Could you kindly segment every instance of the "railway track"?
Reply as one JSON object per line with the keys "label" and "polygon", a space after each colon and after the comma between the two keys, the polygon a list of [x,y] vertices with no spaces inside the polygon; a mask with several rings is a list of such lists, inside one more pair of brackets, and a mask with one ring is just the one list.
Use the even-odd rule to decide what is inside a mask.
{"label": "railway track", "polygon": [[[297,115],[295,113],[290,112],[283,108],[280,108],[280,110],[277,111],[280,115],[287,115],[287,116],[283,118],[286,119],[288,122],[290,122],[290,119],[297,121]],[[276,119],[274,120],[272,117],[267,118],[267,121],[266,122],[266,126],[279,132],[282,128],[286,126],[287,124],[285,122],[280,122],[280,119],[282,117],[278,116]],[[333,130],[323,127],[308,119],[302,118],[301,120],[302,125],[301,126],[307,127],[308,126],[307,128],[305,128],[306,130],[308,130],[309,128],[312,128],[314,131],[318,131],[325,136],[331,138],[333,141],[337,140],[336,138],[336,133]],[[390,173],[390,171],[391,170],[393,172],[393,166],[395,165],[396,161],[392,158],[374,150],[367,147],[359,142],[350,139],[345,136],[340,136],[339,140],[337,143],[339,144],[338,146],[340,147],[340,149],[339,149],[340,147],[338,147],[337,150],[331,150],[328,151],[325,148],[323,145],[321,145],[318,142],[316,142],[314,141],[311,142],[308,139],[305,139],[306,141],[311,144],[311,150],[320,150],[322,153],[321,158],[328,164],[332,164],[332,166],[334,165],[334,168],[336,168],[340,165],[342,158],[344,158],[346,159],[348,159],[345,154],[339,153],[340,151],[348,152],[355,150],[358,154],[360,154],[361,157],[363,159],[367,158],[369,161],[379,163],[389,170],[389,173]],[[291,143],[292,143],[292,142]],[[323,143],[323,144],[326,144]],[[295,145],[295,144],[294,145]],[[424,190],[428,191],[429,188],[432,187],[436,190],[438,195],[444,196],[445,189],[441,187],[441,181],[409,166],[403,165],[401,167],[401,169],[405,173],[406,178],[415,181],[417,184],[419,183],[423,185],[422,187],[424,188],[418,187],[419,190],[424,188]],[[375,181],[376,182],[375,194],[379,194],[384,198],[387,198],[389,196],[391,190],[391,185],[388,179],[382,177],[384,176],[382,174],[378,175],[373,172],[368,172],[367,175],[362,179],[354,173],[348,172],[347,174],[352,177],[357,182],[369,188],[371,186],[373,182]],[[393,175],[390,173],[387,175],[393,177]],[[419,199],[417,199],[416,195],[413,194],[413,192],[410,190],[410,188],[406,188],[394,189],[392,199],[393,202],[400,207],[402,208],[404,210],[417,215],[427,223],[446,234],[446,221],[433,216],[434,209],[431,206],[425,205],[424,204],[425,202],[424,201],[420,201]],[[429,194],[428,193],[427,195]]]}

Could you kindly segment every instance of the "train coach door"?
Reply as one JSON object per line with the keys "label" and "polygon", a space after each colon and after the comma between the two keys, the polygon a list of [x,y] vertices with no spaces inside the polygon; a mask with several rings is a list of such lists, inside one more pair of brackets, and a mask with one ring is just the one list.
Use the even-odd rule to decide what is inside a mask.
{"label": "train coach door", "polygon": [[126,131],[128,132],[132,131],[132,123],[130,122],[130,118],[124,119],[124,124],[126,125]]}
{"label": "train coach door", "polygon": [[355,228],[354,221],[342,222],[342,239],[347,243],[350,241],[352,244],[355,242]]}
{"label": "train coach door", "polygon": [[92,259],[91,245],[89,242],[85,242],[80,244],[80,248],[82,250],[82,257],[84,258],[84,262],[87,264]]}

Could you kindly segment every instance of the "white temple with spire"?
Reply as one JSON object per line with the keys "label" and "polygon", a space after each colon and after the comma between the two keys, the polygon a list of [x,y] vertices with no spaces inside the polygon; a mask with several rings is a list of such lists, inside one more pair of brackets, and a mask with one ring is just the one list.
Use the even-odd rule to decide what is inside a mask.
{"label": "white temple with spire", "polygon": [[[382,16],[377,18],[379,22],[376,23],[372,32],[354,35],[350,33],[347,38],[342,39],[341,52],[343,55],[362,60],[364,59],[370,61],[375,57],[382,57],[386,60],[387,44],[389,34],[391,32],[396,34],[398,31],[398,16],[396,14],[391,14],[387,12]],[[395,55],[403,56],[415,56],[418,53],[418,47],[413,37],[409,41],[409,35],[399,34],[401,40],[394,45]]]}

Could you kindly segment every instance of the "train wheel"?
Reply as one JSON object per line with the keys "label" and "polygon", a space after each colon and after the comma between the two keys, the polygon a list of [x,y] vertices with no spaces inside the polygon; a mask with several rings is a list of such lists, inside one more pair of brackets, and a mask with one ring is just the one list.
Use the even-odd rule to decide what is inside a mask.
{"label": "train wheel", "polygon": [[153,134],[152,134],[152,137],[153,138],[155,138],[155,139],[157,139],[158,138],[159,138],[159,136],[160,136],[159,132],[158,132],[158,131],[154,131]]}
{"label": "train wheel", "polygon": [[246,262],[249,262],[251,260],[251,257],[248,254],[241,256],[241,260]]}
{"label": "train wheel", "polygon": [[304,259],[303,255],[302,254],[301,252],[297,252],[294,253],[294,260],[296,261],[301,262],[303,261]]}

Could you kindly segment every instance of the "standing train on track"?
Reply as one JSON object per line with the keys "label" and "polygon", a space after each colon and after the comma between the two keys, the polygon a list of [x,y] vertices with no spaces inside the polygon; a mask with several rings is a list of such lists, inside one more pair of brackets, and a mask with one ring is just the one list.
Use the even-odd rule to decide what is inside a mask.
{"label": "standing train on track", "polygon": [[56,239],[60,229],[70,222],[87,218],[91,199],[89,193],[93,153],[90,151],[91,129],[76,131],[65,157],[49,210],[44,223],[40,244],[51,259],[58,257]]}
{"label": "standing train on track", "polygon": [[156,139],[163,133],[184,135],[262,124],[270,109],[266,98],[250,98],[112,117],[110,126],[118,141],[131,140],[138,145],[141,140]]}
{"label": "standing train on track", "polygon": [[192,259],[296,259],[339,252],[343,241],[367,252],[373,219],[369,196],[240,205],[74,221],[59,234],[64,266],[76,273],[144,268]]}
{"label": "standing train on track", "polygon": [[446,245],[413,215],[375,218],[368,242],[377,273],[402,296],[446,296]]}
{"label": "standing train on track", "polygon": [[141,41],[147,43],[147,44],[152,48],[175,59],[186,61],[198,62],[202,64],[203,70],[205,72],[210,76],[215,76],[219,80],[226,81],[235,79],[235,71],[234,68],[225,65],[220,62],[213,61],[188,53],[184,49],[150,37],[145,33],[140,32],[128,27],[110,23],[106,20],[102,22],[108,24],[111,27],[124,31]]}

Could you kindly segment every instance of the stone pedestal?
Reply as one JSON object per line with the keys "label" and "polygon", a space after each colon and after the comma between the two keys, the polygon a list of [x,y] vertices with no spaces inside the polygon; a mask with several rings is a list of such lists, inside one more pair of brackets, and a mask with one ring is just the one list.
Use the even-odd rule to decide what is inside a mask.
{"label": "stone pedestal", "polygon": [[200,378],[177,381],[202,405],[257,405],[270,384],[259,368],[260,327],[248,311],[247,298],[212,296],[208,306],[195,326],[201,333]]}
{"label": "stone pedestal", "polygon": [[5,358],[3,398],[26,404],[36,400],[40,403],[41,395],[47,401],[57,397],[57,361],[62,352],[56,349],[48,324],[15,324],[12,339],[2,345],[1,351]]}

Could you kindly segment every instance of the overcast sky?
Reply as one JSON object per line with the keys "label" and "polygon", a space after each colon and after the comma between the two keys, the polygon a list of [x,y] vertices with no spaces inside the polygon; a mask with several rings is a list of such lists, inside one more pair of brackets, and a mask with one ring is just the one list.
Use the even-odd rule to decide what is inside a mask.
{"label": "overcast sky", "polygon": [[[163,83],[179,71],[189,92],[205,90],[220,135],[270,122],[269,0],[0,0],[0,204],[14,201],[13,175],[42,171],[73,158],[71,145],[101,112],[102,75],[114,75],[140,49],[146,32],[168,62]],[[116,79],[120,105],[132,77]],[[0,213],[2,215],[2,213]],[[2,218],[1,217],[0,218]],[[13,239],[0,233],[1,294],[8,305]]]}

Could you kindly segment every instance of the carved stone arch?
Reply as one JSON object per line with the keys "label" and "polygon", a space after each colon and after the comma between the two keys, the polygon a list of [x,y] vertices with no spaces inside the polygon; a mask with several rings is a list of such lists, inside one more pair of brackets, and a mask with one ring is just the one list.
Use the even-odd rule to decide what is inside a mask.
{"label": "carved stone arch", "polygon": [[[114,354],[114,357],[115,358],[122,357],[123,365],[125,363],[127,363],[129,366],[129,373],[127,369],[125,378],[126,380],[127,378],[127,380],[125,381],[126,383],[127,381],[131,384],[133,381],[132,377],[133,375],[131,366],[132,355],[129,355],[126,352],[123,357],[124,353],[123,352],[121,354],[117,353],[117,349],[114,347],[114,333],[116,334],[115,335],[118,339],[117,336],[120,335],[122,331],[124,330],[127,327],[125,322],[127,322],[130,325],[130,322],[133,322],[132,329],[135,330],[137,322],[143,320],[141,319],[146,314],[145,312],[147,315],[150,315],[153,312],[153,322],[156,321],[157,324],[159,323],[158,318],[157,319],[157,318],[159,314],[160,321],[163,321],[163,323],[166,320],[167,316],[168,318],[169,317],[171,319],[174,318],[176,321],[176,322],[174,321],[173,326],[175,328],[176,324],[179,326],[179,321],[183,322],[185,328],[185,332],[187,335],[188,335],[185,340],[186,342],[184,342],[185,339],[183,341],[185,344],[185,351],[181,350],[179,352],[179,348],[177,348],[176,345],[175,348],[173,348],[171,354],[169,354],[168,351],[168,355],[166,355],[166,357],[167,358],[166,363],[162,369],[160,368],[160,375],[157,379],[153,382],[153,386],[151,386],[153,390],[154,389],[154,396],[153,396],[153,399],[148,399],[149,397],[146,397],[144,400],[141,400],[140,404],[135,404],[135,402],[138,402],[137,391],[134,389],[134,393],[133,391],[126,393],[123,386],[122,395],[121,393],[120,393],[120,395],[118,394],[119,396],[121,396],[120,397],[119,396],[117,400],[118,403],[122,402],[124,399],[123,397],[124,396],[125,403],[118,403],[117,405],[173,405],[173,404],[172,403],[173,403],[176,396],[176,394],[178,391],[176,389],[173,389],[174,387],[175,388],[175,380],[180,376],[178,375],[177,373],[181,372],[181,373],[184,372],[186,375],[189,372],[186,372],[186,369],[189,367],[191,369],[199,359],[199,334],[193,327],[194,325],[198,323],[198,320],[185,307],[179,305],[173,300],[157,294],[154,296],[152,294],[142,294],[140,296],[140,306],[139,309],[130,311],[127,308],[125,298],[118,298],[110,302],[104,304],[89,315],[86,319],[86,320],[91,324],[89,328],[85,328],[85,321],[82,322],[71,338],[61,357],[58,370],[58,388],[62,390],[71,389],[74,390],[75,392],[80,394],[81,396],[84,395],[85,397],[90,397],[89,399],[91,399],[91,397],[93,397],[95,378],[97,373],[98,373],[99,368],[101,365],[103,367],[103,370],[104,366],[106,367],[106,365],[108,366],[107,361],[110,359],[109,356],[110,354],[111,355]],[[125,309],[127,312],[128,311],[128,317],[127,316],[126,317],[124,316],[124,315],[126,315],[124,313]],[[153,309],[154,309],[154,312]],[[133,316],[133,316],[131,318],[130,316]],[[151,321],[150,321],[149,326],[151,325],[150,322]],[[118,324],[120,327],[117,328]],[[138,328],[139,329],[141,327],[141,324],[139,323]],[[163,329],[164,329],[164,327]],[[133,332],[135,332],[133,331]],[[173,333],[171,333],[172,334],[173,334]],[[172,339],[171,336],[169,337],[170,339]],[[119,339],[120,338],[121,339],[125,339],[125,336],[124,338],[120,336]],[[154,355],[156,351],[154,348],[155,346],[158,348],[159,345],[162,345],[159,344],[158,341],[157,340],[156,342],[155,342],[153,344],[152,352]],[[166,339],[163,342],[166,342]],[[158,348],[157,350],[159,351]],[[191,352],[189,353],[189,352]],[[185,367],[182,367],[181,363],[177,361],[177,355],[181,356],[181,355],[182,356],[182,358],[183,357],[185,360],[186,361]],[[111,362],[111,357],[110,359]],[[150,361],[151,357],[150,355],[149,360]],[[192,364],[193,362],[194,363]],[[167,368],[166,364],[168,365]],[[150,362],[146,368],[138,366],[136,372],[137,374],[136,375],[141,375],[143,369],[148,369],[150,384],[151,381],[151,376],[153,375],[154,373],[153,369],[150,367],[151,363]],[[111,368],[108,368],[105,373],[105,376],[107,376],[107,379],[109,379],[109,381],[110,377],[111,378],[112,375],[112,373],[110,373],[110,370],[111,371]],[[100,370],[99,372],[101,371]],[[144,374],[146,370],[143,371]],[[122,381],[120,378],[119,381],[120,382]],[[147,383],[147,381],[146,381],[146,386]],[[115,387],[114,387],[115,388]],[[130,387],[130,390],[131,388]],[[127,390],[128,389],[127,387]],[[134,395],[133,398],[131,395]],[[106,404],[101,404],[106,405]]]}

◆ **TO DO**
Locate each line of the items above that contains the word "kindly" and copy those lines in full.

◆ **EXERCISE RESULT**
Could you kindly segment every instance of the "railway track"?
Could you kindly segment every instance of the "train coach door"?
Could you kindly segment every instance of the "white temple with spire"?
Could you kindly segment every instance of the "train wheel"?
Could you kindly segment every instance of the "standing train on track"?
Could you kindly segment every instance of the stone pedestal?
Could you kindly segment every instance of the overcast sky?
Could you kindly segment every instance of the carved stone arch?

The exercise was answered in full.